----- PROVIDED MATERIAL -----
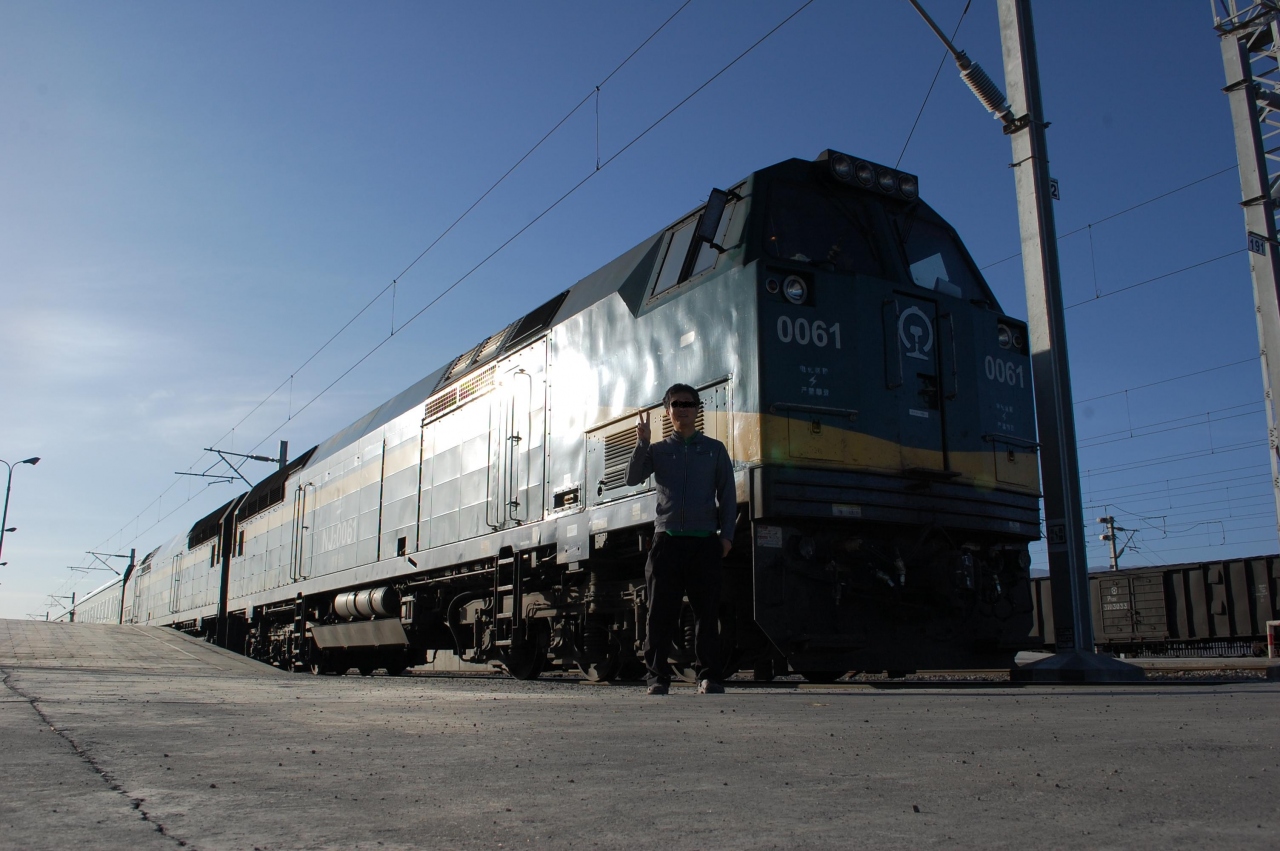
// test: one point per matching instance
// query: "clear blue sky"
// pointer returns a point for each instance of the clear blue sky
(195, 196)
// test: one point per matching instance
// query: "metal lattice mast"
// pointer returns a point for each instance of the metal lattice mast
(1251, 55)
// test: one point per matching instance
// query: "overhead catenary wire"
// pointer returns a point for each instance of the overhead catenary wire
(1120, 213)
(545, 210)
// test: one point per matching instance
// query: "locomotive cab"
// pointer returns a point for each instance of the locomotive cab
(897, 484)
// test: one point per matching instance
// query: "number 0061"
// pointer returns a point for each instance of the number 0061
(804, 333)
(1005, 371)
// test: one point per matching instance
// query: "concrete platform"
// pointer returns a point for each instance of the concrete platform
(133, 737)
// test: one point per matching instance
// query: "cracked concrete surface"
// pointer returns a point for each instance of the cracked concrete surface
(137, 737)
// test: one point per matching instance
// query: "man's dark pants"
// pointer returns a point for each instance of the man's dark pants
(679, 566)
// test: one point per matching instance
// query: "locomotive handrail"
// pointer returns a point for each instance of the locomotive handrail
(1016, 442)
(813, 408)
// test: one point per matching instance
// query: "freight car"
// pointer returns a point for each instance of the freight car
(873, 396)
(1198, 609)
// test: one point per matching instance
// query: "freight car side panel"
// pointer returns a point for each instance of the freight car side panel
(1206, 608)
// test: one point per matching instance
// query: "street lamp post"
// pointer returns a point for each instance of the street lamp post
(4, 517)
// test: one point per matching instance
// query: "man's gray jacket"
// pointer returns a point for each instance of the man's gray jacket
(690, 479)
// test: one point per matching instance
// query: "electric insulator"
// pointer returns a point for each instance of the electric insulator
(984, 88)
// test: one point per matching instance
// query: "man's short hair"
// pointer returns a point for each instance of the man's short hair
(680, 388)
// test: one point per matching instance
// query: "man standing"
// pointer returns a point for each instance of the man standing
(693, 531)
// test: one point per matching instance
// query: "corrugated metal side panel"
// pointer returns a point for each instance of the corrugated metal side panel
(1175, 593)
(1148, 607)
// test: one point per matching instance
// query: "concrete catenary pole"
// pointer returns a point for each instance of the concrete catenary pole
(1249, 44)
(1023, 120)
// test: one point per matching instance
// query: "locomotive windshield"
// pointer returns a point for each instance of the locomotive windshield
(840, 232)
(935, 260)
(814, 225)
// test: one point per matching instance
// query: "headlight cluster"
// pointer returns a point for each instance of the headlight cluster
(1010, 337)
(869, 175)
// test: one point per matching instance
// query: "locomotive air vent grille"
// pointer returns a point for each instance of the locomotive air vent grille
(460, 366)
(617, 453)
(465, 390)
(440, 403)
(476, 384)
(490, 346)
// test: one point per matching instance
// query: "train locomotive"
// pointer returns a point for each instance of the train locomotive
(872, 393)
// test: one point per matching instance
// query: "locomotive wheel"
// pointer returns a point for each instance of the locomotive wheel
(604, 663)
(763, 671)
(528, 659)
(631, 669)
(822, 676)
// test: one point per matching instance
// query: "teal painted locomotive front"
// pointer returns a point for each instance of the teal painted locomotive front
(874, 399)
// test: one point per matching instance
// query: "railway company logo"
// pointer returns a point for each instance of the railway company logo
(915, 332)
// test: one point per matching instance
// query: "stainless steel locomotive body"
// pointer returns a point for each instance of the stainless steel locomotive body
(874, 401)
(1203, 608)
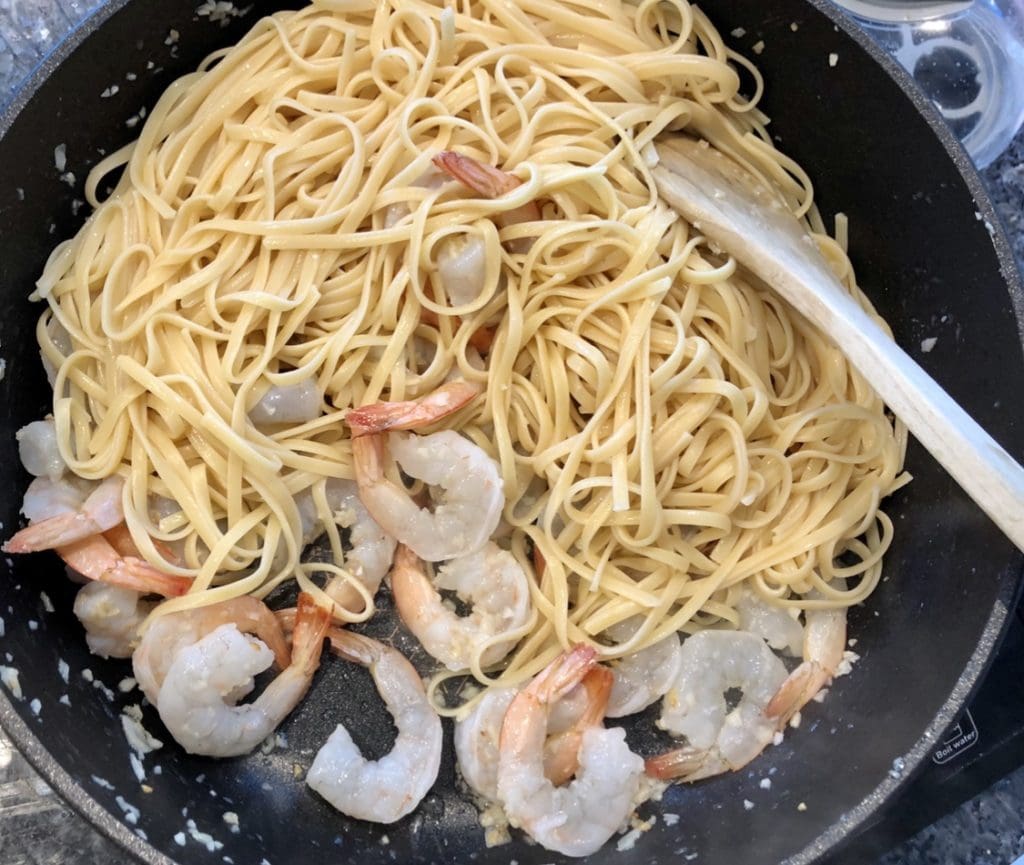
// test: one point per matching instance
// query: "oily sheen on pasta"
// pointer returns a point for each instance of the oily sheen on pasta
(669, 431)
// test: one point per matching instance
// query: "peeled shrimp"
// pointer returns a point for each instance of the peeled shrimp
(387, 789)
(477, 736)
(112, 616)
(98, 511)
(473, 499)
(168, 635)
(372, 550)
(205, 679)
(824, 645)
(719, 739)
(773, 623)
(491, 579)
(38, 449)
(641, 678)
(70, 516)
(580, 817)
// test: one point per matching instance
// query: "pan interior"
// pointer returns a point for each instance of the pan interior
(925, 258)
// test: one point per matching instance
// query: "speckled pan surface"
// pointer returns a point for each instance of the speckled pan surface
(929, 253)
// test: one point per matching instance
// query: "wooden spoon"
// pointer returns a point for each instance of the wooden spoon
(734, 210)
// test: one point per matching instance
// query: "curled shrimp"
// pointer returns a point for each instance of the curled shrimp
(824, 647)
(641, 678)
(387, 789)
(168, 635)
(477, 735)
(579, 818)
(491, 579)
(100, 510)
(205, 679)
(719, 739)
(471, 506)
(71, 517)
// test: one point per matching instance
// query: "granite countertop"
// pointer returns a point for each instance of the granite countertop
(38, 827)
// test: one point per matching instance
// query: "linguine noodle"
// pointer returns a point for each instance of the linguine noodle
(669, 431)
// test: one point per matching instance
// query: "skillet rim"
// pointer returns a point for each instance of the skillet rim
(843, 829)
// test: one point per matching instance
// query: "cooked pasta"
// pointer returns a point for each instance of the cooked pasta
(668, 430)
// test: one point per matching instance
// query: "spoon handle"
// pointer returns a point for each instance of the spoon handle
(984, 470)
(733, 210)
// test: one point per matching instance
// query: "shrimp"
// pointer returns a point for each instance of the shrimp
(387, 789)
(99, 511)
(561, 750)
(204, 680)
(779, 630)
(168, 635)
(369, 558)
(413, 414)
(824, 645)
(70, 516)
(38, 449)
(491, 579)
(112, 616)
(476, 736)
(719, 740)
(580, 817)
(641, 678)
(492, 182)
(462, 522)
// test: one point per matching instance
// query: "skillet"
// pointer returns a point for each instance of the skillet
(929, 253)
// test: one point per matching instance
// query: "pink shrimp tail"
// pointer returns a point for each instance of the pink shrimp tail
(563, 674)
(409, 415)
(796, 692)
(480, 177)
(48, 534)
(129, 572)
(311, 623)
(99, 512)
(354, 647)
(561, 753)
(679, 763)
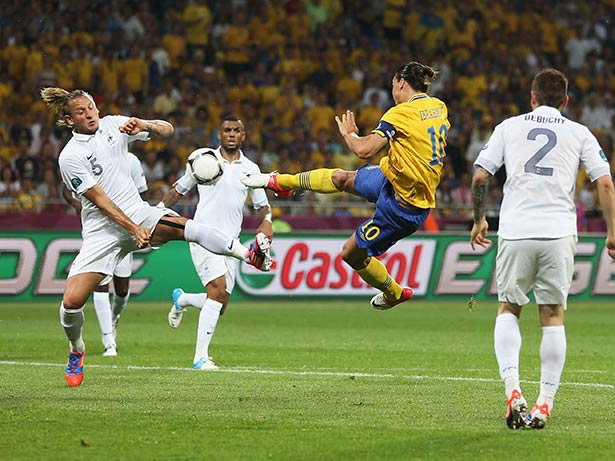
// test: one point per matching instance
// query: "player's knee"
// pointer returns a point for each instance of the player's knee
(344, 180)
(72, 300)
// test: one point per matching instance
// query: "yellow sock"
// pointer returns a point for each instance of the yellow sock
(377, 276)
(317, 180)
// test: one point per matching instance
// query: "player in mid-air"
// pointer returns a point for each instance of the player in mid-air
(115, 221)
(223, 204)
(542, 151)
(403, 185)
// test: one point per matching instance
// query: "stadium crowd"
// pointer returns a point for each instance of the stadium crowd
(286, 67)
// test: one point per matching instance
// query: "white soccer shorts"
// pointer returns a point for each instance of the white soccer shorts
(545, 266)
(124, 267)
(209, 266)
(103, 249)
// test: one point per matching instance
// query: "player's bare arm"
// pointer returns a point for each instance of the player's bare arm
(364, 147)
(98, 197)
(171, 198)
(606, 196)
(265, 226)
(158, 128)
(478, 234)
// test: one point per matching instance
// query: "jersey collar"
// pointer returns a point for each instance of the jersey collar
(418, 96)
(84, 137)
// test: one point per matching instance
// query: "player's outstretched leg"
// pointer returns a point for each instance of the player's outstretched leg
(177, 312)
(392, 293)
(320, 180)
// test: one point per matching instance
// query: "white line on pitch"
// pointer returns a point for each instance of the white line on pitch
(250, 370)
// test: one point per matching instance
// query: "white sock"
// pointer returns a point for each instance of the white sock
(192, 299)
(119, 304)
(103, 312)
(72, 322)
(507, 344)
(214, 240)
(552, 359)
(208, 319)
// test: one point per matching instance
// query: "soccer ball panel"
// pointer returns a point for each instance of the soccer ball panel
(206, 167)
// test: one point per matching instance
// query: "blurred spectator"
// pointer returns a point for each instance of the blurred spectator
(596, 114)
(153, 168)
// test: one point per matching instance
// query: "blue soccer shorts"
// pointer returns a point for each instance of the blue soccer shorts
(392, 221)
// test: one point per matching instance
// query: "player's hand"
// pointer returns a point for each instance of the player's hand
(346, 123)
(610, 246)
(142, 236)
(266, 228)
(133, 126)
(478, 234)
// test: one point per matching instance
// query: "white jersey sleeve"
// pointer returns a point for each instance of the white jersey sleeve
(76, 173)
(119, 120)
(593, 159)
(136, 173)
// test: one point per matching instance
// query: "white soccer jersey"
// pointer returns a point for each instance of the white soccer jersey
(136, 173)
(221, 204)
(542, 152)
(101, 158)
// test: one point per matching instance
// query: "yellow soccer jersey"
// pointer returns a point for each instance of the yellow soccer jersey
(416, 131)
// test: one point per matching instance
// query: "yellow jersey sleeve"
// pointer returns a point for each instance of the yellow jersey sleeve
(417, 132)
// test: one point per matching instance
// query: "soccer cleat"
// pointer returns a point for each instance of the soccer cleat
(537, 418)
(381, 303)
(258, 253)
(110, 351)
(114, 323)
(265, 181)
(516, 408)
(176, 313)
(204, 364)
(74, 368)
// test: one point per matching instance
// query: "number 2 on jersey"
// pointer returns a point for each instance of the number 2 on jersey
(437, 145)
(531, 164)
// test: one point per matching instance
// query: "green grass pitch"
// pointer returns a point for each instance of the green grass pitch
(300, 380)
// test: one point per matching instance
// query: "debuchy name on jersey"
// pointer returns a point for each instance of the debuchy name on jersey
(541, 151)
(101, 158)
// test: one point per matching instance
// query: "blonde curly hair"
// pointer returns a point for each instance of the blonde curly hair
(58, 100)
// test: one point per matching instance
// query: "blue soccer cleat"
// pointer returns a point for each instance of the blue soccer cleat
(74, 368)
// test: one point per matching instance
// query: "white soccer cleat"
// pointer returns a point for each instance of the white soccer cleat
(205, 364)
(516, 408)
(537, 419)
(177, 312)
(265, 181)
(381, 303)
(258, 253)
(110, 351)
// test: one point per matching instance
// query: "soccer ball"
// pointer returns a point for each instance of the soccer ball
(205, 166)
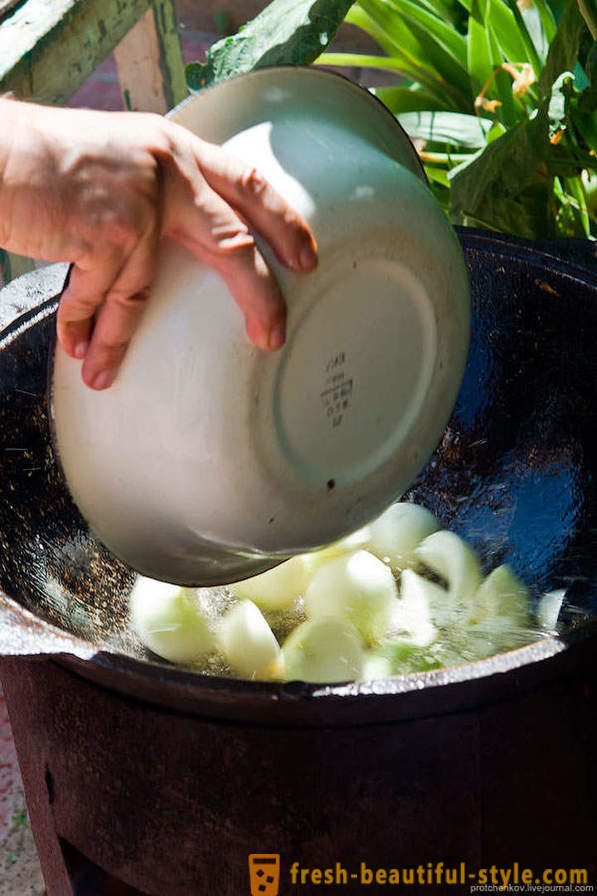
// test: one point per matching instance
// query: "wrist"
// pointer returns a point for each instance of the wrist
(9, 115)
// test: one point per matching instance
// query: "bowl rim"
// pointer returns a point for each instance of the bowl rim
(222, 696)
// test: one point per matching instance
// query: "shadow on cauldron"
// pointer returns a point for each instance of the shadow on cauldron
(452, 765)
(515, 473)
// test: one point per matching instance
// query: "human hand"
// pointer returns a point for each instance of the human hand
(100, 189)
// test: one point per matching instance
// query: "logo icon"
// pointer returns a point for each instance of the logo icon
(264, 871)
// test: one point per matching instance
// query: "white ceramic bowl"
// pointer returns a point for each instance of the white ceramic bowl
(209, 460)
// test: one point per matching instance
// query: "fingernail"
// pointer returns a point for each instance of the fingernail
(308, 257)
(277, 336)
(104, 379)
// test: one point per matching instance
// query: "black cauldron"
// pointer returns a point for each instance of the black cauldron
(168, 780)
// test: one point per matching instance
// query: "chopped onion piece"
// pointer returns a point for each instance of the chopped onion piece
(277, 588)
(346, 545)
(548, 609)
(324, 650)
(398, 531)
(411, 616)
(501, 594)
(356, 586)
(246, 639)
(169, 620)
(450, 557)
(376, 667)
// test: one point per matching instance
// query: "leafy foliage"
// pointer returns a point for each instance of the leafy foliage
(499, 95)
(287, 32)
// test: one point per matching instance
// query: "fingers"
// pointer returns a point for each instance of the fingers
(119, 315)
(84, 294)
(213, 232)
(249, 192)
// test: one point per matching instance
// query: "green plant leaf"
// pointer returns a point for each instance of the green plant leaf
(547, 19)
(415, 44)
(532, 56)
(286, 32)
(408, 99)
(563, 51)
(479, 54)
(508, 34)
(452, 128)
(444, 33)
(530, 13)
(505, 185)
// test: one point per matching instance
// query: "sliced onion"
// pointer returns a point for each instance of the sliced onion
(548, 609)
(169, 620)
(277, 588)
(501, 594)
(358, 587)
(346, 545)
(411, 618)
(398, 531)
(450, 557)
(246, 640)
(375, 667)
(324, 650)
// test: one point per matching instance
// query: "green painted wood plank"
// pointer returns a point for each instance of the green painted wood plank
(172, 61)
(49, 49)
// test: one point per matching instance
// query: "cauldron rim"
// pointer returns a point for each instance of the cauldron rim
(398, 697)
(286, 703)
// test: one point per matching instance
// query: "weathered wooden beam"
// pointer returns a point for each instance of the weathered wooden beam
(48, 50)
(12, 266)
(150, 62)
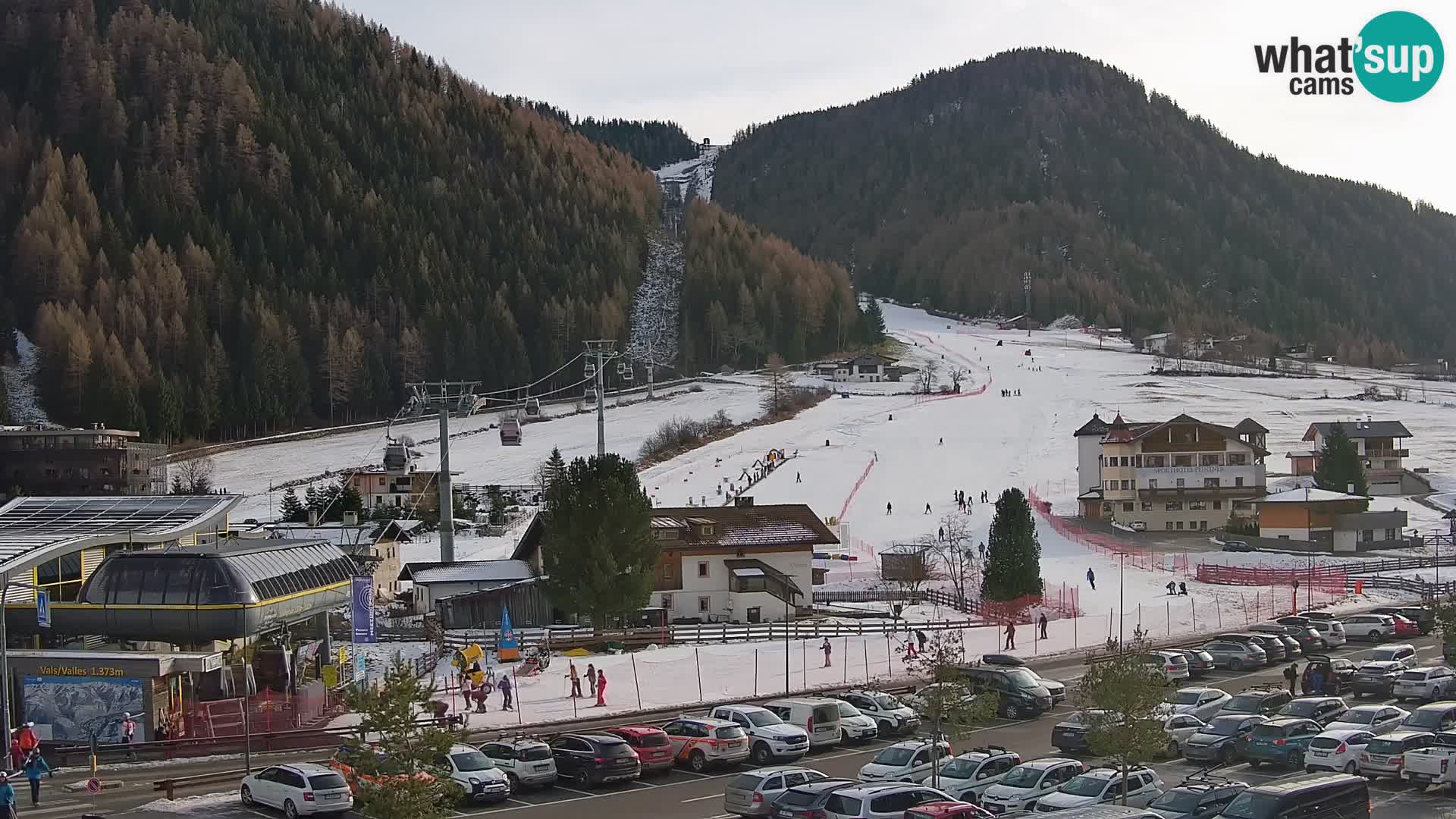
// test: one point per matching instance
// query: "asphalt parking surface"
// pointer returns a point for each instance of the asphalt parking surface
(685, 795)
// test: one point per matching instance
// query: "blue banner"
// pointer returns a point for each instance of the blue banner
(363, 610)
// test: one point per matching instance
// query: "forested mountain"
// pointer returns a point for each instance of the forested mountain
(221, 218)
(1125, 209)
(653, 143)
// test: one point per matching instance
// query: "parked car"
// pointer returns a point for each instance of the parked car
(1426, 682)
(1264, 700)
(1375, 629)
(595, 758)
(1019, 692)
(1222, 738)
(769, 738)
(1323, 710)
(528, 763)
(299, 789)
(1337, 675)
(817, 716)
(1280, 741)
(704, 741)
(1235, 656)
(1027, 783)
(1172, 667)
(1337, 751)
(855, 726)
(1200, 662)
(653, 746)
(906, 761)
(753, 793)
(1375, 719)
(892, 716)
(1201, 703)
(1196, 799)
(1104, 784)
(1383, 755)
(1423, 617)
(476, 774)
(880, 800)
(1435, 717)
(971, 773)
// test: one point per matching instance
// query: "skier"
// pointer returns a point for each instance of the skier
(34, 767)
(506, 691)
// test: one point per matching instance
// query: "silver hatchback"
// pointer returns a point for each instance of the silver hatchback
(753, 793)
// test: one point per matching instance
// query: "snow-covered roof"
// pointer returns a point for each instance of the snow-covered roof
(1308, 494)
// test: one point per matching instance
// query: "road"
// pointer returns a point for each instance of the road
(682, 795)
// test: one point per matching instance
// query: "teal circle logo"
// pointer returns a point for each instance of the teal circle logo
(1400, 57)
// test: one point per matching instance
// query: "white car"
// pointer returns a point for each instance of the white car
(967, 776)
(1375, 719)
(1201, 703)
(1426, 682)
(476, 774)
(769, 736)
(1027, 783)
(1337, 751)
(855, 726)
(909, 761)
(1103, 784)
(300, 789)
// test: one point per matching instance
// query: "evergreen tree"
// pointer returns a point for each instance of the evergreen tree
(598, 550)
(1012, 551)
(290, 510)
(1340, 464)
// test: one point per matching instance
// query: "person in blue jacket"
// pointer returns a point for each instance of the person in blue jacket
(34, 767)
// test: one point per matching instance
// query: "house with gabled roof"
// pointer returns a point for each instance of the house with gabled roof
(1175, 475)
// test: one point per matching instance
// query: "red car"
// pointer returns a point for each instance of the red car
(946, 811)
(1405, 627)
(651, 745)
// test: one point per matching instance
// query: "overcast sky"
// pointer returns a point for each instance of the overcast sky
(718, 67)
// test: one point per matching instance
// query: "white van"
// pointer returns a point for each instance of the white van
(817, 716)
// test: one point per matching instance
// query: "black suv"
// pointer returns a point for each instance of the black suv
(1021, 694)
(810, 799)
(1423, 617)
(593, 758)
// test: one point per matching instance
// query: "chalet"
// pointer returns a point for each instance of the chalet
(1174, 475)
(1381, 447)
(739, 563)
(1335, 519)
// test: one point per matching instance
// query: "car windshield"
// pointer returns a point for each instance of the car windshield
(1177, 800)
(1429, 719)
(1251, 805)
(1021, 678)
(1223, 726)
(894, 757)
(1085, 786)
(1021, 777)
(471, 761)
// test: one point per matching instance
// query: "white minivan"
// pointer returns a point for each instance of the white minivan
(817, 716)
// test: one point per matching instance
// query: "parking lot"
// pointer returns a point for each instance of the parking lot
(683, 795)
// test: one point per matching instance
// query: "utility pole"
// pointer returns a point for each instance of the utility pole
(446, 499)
-----
- _GOAL OF THE EXERCISE_: Count the lines in the rows above that contain the string "asphalt", treating uppercase and lowercase as different. Reply with the number alone.

- _WRITTEN SOLUTION_: 2